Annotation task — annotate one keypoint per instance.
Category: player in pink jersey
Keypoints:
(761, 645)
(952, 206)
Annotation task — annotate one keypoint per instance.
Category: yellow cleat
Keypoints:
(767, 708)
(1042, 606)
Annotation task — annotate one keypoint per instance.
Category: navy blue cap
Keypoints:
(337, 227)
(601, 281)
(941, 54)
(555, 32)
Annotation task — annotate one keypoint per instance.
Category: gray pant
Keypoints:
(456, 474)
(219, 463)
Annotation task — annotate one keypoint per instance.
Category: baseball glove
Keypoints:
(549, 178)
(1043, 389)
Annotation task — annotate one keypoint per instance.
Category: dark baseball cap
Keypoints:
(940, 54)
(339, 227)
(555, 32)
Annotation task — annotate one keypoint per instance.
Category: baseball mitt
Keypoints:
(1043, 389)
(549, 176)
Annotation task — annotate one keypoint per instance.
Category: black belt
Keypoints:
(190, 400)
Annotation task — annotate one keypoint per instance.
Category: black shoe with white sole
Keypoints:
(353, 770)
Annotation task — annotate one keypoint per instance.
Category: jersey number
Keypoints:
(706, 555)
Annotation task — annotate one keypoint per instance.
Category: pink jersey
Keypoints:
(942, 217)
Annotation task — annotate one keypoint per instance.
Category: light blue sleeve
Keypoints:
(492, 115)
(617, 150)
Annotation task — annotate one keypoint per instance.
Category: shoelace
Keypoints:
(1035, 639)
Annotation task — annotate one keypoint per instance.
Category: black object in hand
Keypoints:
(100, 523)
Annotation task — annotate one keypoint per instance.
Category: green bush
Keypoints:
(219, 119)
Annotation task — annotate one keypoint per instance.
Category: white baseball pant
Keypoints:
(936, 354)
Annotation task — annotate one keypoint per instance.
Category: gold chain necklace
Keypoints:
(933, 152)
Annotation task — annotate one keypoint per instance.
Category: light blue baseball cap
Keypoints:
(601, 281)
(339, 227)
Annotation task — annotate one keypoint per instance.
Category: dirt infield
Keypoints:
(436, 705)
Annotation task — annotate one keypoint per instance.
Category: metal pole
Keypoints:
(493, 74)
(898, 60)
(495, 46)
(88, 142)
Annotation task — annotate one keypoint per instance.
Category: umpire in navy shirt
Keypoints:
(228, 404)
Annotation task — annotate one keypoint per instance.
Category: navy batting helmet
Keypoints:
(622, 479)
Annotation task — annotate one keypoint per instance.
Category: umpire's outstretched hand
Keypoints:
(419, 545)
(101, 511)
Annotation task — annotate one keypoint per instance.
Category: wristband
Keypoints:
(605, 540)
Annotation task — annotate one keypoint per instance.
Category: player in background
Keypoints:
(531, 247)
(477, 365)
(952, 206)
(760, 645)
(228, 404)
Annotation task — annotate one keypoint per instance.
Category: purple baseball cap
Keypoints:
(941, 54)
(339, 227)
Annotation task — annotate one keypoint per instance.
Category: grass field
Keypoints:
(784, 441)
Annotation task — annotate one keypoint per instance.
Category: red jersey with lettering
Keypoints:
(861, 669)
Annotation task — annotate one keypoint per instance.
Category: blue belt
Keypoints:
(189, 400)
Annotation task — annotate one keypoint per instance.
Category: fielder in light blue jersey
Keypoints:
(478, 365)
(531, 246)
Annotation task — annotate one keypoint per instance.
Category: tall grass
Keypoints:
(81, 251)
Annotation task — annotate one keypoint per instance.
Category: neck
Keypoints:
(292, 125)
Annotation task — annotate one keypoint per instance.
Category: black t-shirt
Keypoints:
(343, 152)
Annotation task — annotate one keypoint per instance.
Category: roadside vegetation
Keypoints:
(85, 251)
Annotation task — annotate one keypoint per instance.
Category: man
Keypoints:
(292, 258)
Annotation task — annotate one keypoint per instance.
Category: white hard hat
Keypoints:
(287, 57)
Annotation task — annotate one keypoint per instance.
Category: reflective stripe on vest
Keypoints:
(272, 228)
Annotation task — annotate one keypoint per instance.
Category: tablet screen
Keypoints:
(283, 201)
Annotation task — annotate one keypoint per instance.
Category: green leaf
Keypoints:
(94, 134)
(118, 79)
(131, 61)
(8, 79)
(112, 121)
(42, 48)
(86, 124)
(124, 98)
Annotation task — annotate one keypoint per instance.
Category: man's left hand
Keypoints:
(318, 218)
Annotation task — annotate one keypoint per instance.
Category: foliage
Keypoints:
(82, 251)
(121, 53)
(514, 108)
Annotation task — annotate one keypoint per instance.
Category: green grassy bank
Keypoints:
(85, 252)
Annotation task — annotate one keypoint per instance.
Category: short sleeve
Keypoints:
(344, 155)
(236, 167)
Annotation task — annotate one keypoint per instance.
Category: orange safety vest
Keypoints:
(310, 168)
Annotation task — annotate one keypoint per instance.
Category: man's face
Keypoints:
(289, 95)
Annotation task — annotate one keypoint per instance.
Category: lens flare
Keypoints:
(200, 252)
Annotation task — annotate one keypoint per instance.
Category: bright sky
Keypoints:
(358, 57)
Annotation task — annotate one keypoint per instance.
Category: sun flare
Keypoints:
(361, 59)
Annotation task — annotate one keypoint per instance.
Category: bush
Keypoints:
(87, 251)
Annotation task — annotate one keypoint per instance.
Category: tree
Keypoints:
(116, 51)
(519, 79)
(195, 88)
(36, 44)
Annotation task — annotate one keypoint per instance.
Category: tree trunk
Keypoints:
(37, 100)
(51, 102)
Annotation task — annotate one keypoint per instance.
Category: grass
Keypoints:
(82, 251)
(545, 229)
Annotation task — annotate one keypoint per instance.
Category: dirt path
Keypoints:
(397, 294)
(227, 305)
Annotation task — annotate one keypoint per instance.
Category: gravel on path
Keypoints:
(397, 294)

———

Work instructions: Scan the listing for the string "blue", then copy every line where it appears.

Solution to this task:
Category: navy blue cap
Category: light blue sleeve
Category: light blue baseball cap
Category: blue belt
Category: fielder in light blue jersey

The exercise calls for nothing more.